(GIVEN TEXT begins)

The chemicals in home wart-freezing treatments are flammable, the Food and Drug Administration warns.
Courtesy of FDA
The chemicals in home wart-freezing treatments are flammable, the Food and Drug Administration warns.

Wart removal seems so simple a medical treatment that it would be hard to mess it up. Until you start a fire.

The Food and Drug Administration says that it has received reports of 14 people being burned or starting fires while using wart-freezing devices since 2009.

Cryogenic wart removers contain a mixture liquid dimethyl ether and propane, which is highly flammable and doesn't require very high temperatures to catch fire.

"Don't forget," Dr. Antaya Richard, a professor of dermatology at the Yale University School of Medicine, said in an email. "We use propane to fuel our backyard gas grills."

Injuries have included singed hair, blisters and burns, according to the FDA.

Three of the fires were caused by candles; the other sources of heat were unidentified. But everyday household items like curling irons could be hot enough to ignite vapors, according to the FDA.

Labels on the cryotherapy wart removers warn that the gas they emit is flammable, but that risk may not be immediately obvious to the casual user. Using them as directed away from hot objects shouldn't pose a threat, Richard said.

But some people use wart-freezing devices too enthusiastically, which can damage skin even if there's no fire, dermatologists say. Overuse can severely damage the surrounding skin, leading to redness, blisters or the death of tissue.

(GIVEN TEXT ends)
(STORED DATA begins)

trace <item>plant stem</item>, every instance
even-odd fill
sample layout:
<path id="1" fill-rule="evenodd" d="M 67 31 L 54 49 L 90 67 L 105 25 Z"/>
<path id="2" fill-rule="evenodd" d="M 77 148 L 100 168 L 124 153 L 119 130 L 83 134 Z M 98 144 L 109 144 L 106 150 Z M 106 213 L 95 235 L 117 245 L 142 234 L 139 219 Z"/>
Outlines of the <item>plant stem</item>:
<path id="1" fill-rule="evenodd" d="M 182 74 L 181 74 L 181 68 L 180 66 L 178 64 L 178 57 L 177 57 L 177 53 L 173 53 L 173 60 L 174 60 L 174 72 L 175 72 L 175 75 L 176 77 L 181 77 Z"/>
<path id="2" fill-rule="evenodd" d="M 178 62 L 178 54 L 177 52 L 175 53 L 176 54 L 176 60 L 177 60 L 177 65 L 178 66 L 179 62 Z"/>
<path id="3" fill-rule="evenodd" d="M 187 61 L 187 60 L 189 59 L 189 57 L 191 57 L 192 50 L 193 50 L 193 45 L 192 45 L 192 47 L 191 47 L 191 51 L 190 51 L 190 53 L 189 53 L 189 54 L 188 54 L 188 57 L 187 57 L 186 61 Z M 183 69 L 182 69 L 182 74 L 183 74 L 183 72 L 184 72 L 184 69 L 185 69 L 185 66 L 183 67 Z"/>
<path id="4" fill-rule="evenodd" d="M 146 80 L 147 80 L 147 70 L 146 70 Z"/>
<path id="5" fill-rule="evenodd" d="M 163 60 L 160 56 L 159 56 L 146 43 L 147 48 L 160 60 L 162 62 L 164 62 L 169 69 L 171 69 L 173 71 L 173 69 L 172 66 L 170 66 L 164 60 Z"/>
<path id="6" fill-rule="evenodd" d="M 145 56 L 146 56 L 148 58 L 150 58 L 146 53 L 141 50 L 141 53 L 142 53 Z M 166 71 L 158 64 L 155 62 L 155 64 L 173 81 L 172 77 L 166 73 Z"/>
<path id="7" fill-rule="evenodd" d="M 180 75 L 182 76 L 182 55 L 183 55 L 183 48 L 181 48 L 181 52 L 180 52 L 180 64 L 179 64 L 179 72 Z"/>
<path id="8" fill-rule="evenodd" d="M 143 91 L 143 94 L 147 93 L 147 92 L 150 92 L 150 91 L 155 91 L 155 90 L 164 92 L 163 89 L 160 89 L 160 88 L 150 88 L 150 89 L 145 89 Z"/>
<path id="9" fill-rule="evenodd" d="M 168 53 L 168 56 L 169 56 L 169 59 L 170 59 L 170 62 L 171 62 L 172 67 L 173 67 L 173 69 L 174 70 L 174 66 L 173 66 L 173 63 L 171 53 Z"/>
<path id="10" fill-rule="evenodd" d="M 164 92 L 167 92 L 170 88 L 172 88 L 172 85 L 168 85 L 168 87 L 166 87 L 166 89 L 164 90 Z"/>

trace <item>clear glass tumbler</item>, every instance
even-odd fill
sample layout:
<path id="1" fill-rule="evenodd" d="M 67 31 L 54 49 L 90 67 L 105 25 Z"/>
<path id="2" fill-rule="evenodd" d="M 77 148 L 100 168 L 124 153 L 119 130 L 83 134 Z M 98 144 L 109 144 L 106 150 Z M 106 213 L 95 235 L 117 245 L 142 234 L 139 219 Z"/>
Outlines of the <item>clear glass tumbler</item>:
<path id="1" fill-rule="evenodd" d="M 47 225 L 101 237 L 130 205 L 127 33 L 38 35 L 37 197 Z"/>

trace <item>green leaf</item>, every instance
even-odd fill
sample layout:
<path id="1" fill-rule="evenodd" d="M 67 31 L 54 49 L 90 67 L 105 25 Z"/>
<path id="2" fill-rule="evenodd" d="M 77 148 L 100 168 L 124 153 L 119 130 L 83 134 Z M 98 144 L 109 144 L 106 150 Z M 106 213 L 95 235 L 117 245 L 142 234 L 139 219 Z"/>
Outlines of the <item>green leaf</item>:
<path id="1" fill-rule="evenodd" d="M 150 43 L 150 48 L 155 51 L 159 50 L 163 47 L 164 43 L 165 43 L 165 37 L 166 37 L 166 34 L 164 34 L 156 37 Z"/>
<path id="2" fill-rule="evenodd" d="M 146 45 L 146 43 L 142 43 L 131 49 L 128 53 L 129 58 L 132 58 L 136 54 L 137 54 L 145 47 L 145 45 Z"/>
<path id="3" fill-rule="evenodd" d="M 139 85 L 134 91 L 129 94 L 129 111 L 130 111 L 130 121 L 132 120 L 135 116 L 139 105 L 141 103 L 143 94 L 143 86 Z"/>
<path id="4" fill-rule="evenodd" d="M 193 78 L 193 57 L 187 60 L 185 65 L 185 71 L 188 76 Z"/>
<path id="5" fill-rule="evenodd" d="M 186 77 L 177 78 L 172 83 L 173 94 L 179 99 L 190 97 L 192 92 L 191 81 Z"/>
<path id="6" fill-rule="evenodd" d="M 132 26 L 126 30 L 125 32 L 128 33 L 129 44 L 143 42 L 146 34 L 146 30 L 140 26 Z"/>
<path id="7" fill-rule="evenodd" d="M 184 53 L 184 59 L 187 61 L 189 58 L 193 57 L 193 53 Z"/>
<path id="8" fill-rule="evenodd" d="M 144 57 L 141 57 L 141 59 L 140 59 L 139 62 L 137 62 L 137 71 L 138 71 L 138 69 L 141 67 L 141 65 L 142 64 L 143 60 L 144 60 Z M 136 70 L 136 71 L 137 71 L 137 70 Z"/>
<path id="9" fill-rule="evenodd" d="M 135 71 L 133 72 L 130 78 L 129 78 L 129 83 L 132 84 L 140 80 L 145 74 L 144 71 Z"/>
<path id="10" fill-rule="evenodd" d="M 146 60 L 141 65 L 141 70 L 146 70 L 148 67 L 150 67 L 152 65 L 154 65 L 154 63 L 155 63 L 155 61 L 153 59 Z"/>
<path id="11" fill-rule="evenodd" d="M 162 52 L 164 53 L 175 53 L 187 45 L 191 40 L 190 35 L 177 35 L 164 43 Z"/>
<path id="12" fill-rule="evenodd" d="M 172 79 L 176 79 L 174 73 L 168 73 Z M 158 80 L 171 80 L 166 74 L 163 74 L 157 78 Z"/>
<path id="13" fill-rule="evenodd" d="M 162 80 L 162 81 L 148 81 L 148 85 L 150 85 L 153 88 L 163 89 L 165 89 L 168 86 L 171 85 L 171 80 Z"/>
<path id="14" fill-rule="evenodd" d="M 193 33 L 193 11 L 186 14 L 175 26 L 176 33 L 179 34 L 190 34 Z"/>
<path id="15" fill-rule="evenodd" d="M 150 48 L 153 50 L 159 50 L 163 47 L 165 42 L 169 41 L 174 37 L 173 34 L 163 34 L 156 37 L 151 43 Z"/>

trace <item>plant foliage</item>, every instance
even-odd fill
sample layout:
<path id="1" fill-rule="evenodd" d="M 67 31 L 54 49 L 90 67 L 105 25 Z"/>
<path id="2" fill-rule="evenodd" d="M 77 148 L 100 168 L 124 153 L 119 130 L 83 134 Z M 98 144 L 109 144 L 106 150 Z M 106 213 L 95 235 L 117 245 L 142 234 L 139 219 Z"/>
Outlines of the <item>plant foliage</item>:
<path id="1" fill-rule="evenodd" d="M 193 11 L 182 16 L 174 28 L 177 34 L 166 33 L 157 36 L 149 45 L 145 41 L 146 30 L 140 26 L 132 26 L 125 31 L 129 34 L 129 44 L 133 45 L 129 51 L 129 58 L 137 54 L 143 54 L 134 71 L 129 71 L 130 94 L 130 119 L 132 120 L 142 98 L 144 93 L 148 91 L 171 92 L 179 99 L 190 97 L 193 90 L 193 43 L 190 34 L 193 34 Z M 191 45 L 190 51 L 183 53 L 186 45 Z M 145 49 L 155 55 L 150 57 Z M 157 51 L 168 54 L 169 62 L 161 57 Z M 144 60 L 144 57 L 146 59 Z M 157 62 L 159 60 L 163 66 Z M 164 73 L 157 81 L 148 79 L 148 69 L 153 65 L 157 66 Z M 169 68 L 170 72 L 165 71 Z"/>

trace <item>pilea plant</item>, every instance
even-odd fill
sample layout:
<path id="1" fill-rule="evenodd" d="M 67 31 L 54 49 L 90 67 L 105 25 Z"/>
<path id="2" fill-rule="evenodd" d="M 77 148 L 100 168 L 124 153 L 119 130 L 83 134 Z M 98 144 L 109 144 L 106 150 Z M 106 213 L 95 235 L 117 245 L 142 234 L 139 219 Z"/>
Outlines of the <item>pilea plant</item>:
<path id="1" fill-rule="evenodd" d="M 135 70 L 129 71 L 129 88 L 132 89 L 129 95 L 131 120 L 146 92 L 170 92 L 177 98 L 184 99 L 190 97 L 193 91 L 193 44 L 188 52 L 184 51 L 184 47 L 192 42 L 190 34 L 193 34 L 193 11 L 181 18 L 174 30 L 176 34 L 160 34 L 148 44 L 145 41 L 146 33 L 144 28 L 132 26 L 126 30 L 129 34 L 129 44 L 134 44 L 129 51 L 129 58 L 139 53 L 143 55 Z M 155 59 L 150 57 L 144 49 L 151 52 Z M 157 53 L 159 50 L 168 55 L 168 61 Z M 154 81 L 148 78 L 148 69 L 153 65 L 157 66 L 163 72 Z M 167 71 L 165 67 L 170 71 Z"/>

(STORED DATA ends)

# REQUIRED WORK:
A. According to the wart-remover article, how many people does the FDA say were burned or started fires while using wart-freezing devices since 2009?
B. Decide whether each statement agrees with the wart-remover article, and answer yes or no with the deciding words quoted from it. (i) Candles caused three of the fires. (ii) The labels on the wart removers say nothing about the gas being flammable. (iii) Overusing the devices can lead to the death of tissue.
Answer using only the wart-remover article.

# RESPONSES IN ORDER:
A. 14 people.

B.
(i) Yes: "Three of the fires were caused by candles"
(ii) No: "Labels on the cryotherapy wart removers warn that the gas they emit is flammable"
(iii) Yes: "Overuse can severely damage the surrounding skin, leading to redness, blisters or the death of tissue."